— start of Records for the task —

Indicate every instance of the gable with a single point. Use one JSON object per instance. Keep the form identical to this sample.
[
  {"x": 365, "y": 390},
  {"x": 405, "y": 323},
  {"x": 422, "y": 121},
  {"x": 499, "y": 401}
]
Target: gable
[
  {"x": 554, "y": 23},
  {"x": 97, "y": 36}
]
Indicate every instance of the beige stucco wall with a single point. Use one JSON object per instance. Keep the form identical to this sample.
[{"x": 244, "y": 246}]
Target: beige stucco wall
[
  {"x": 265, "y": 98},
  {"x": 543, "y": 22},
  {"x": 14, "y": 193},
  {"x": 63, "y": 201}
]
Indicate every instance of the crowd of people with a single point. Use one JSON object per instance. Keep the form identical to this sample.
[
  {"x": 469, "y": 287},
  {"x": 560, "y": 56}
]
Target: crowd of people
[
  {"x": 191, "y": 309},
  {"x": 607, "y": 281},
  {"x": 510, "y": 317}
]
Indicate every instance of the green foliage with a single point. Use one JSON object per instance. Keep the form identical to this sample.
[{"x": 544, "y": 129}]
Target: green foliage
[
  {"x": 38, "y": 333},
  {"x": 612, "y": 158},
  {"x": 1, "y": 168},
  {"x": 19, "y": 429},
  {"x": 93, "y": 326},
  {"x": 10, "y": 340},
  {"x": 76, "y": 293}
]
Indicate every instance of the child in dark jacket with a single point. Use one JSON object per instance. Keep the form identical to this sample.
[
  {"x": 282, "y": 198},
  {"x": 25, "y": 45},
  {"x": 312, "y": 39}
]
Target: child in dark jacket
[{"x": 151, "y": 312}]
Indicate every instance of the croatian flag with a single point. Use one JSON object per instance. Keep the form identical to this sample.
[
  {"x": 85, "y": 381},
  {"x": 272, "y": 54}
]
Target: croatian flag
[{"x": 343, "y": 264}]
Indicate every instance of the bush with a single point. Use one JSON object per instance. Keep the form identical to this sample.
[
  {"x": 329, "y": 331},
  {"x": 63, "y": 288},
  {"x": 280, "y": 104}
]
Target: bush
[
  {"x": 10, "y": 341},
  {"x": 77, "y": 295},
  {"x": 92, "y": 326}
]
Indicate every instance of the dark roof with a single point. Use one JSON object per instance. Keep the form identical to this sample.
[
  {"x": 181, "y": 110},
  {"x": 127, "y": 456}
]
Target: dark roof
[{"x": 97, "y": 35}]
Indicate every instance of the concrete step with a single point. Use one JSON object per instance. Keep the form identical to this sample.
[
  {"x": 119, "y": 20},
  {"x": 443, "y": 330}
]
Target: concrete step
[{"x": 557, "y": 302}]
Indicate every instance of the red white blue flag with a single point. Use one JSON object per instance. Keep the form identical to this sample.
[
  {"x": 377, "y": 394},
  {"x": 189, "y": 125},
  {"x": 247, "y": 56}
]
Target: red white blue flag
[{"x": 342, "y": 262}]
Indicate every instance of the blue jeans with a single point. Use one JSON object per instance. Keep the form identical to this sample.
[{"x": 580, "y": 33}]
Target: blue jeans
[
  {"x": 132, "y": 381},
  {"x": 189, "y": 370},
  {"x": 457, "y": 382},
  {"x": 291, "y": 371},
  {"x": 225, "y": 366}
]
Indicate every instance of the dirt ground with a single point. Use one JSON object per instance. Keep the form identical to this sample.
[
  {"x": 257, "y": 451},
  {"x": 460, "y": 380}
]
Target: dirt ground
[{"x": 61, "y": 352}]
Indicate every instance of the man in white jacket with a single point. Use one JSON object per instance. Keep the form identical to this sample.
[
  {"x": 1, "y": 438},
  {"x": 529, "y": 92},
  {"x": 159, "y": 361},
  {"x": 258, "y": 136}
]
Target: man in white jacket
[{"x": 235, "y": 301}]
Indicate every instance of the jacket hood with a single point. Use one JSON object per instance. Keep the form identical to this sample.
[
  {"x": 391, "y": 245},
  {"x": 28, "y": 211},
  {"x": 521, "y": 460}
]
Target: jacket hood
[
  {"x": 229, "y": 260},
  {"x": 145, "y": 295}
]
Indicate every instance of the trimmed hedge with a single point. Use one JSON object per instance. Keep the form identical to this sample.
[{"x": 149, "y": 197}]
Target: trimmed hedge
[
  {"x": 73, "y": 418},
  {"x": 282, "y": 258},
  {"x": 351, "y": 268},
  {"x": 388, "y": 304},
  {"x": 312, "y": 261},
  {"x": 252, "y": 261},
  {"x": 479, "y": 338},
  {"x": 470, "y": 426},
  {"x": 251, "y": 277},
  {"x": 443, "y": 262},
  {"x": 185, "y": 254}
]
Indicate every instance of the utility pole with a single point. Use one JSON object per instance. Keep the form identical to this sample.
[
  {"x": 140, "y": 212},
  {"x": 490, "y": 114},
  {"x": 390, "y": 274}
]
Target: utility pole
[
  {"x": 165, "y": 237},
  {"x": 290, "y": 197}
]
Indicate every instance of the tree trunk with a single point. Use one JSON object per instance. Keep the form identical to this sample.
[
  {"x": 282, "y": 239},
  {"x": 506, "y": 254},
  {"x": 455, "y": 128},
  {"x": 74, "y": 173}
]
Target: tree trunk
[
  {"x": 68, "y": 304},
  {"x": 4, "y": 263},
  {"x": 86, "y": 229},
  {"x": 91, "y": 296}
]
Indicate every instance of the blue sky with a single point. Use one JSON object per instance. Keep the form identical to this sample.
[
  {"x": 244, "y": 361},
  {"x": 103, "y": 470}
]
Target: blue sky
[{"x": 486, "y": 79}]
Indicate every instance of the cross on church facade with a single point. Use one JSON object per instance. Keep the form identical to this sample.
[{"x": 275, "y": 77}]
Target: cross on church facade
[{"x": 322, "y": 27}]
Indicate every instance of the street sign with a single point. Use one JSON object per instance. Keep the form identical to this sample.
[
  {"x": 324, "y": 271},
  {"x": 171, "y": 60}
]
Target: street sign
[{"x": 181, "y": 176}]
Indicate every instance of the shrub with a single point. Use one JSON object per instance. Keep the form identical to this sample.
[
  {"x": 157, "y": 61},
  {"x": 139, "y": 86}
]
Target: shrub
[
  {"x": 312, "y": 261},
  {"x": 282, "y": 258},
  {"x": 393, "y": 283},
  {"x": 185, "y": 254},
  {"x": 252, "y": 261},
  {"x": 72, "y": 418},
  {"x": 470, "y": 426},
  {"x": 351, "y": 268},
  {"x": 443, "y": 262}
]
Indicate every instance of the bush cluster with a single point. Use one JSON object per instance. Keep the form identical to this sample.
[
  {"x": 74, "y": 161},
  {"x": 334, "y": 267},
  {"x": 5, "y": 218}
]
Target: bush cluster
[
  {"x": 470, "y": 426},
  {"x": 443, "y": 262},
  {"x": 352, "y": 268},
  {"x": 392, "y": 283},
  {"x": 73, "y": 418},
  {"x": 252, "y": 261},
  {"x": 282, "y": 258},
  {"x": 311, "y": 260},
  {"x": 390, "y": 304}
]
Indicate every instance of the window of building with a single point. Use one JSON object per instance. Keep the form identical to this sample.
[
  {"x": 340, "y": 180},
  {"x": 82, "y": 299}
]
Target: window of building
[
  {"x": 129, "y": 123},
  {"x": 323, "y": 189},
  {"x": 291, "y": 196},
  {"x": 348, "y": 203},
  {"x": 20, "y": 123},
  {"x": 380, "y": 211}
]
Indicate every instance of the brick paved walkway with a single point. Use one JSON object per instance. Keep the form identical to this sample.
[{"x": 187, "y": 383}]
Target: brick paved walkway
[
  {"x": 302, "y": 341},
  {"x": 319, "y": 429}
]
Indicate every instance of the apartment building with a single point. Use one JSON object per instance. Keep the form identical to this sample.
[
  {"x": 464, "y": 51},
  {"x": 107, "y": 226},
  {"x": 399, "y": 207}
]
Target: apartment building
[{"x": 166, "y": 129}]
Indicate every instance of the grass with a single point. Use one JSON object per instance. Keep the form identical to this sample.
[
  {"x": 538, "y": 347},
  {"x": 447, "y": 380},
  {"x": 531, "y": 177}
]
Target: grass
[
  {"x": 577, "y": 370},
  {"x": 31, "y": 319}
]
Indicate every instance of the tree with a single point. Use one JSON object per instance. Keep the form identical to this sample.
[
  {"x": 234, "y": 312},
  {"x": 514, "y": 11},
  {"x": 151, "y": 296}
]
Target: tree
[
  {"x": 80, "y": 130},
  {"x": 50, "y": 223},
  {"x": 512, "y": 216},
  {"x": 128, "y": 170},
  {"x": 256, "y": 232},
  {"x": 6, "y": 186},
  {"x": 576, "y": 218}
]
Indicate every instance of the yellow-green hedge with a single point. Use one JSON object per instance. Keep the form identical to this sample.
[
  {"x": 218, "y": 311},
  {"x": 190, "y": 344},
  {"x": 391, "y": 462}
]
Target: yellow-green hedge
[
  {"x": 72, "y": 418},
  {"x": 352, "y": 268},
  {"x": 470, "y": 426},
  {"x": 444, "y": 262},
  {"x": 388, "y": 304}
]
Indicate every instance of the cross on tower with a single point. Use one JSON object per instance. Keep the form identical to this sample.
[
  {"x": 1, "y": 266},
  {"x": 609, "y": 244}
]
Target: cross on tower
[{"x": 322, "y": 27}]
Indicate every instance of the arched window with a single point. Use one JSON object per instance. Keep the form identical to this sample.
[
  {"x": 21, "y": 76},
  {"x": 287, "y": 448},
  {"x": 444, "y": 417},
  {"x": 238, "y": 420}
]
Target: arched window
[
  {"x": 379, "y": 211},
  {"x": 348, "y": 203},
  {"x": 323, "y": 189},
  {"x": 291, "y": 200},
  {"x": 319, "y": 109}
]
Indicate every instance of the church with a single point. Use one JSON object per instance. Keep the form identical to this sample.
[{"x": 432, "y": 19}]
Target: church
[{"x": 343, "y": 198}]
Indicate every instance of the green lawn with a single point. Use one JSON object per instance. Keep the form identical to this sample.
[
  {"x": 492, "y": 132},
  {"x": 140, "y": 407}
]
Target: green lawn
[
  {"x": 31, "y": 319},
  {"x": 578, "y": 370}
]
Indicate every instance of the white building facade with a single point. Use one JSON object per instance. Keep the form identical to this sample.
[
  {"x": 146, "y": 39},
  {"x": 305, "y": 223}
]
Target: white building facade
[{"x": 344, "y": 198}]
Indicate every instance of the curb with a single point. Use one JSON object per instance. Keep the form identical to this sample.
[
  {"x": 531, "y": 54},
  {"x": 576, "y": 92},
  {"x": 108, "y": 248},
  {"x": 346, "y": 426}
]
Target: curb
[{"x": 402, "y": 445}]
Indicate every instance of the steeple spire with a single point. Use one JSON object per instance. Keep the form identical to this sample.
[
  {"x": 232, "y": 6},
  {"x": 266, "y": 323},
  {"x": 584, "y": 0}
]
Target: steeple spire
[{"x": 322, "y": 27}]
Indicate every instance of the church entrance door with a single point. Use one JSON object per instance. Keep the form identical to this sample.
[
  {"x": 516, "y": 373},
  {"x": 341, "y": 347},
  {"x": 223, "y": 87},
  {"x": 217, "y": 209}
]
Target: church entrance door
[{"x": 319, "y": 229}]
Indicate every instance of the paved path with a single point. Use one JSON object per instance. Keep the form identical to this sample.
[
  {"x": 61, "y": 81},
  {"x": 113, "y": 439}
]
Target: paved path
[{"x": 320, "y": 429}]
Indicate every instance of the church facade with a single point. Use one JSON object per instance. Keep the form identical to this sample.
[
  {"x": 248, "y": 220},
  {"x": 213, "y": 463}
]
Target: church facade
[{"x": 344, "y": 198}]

— end of Records for the task —

#### [Work to be completed]
Retype exactly, please, each line from the line that contains "Indicate every instance of the church with" through the last line of the entries above, with nothing added.

#### [Solved problem]
Indicate every instance of the church with a single point. Use one JSON object per instance. Keep the form identical to this sample.
[{"x": 432, "y": 19}]
Target: church
[{"x": 343, "y": 198}]
Indicate every instance of the green lawn with a single point. Use one JSON object per instance. Keep the form identical to this sample.
[
  {"x": 492, "y": 132},
  {"x": 140, "y": 407}
]
Target: green lawn
[
  {"x": 31, "y": 319},
  {"x": 578, "y": 370}
]
Indicate every instance of the white building facade with a single point. Use one JSON object per instance. Keep the form identical to this sample.
[
  {"x": 146, "y": 39},
  {"x": 305, "y": 223}
]
Target: white building facade
[{"x": 344, "y": 198}]
Indicate every instance of the curb with a single point. Use one JSON object per instance. Keep the form identical to this sample.
[
  {"x": 531, "y": 54},
  {"x": 576, "y": 92},
  {"x": 108, "y": 248},
  {"x": 346, "y": 426}
]
Target: curb
[{"x": 402, "y": 445}]
Indicate every instance of the steeple spire with a single point. Use one JSON object per instance. Keep the form identical to this sample.
[
  {"x": 232, "y": 6},
  {"x": 266, "y": 323},
  {"x": 584, "y": 0}
]
Target: steeple spire
[{"x": 322, "y": 27}]
Indicate every instance of the church entrance door with a single point. Use one JSON object per instance. Keep the form identical to this sample.
[
  {"x": 516, "y": 373},
  {"x": 341, "y": 347},
  {"x": 223, "y": 87},
  {"x": 217, "y": 209}
]
Target: church entrance door
[{"x": 319, "y": 229}]
Indicate every instance of the paved path with a single point. Use one JSON object per instance. Keep the form identical to this sample.
[
  {"x": 61, "y": 81},
  {"x": 113, "y": 439}
]
Target: paved path
[{"x": 320, "y": 429}]
Indicate every instance of the church facade with a single point. Use one JSON object per instance. Keep the form identical to this sample.
[
  {"x": 248, "y": 220},
  {"x": 213, "y": 463}
]
Target: church facade
[{"x": 344, "y": 198}]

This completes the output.